>> start

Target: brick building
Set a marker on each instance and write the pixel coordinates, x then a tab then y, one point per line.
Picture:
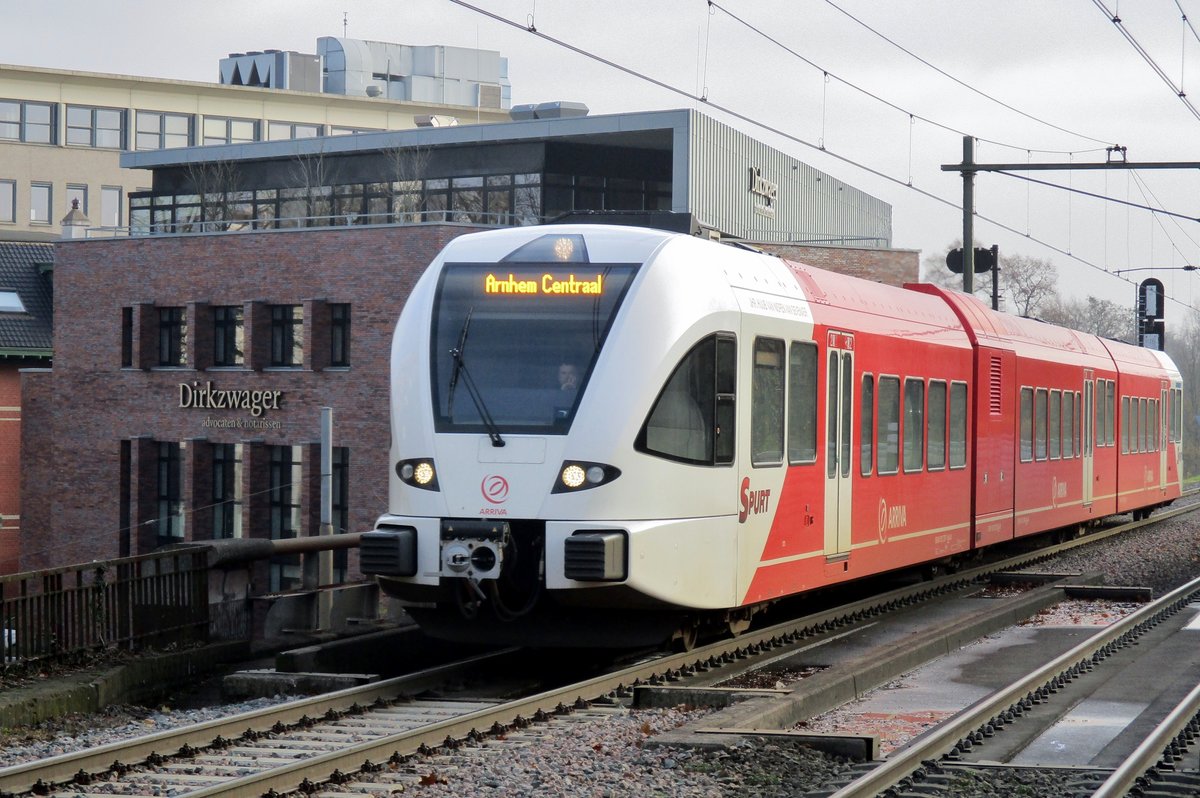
25	300
192	358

>> end

-- Task prompt --
Convert the records above into a two-column CSV with the columns instruction and coordinates, one row per record, holding its text and its answer. Put each in a single quoted field with line breaks replaced by spaces, and leave out the pictures.

-- Solution --
instruction,coordinates
"Target: brick building Set a marker on each instance and write the pixel coordinates, x then a tab then y, one point per line. Picture:","25	300 192	358"